### What is required
Give the entries again, word for word.

### Data to process
....................

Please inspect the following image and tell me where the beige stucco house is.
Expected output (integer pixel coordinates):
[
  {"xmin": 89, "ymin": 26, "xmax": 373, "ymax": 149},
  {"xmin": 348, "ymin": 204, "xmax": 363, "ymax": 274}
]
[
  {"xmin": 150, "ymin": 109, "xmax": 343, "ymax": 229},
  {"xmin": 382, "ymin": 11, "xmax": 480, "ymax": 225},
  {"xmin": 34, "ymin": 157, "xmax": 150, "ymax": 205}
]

....................

### Answer to the task
Please inspect the following image and tell me where the beige stucco house is.
Expected output (integer pixel coordinates):
[
  {"xmin": 89, "ymin": 26, "xmax": 373, "ymax": 149},
  {"xmin": 348, "ymin": 204, "xmax": 363, "ymax": 274}
]
[
  {"xmin": 150, "ymin": 109, "xmax": 343, "ymax": 229},
  {"xmin": 382, "ymin": 11, "xmax": 480, "ymax": 225},
  {"xmin": 34, "ymin": 157, "xmax": 150, "ymax": 205}
]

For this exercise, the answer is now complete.